* begin Data section *

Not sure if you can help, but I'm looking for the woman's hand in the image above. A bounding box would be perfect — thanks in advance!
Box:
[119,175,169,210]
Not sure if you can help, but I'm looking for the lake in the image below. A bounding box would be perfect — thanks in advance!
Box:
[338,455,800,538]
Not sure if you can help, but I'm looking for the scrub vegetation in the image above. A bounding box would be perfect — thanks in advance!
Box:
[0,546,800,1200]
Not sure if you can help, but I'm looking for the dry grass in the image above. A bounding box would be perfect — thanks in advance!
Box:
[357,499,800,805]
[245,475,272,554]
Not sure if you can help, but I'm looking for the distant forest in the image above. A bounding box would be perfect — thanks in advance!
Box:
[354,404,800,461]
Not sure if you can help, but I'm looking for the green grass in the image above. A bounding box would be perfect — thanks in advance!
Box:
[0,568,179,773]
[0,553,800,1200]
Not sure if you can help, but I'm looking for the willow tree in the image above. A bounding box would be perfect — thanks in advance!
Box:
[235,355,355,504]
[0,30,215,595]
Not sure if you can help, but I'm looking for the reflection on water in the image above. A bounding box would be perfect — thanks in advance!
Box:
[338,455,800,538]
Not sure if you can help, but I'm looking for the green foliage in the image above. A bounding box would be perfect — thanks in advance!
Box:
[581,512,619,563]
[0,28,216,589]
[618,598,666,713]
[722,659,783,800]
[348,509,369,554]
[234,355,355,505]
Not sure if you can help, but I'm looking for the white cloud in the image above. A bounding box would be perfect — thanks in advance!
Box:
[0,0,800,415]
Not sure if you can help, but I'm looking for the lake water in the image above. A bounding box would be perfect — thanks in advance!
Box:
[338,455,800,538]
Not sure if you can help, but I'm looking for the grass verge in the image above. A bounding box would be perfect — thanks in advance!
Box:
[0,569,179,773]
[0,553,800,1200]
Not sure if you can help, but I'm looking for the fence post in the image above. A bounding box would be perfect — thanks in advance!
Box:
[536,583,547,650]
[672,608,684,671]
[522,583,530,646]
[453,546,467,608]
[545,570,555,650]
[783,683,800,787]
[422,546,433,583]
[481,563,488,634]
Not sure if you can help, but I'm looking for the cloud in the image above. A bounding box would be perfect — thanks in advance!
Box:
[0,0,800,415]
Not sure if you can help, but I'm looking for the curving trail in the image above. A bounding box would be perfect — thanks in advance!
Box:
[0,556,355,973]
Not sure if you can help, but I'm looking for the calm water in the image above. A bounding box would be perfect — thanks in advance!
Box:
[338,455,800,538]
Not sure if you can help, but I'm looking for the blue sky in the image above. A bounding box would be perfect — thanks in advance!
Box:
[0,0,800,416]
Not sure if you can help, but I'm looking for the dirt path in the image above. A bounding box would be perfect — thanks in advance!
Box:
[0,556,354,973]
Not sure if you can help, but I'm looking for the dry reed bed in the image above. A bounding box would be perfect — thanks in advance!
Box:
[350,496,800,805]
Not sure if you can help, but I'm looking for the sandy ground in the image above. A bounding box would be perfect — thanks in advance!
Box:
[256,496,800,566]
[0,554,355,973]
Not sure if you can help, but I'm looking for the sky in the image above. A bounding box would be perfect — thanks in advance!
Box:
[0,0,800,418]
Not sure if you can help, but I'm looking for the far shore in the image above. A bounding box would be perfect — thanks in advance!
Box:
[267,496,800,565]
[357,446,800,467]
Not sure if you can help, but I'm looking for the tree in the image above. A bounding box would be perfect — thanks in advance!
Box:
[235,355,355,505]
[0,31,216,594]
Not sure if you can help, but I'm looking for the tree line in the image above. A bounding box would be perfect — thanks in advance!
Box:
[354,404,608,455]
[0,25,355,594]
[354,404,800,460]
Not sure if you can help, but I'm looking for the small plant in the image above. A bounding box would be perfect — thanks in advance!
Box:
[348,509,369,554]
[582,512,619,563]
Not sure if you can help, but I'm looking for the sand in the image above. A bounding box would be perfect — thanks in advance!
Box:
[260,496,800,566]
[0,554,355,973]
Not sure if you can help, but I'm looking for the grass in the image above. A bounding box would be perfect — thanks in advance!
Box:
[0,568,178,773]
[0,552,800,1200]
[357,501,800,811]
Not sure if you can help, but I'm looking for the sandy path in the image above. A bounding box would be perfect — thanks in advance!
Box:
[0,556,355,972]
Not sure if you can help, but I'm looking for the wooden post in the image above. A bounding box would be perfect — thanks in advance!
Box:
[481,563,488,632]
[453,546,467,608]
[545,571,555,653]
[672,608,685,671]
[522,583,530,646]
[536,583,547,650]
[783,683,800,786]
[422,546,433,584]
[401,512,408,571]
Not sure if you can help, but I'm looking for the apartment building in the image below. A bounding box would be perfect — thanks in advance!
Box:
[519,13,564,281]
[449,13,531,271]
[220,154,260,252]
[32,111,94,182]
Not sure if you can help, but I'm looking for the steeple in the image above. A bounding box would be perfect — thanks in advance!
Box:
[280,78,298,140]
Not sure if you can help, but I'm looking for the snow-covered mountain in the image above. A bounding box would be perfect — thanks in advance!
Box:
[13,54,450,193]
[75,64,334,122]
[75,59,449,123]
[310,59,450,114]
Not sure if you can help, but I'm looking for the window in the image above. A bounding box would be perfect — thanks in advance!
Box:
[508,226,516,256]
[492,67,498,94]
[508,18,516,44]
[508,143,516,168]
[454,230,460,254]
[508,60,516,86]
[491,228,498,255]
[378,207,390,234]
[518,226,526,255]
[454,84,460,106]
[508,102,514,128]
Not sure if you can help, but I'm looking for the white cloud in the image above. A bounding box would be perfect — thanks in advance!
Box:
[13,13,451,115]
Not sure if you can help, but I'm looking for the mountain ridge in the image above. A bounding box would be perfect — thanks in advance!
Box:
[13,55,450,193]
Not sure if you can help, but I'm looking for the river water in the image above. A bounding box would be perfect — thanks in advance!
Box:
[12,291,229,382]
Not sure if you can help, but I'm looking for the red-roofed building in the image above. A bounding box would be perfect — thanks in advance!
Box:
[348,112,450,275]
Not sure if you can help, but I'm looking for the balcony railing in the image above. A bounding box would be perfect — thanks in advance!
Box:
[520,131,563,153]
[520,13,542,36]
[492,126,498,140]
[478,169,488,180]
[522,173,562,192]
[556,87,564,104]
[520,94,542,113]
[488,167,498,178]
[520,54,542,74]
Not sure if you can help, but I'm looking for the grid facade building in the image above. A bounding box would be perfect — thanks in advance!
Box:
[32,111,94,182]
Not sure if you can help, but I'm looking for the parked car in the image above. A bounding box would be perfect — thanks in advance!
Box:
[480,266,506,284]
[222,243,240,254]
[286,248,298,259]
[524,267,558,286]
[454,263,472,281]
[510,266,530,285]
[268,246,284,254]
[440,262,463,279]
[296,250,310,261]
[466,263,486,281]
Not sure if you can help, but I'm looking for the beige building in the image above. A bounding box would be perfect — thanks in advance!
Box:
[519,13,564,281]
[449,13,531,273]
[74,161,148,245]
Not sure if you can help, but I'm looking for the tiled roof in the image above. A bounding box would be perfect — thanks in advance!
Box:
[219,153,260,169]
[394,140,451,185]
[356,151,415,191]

* end Data section *

Aim of the task
Please copy out the rows above verbatim, starting with the line that contains "for the far" and going on through the line that contains "[357,446,800,467]", both included.

Output
Not sure if you can help, but I'm looking for the far shore in the image above. A bounding box would be perfect — thanks in advance!
Box:
[267,496,800,565]
[357,446,800,467]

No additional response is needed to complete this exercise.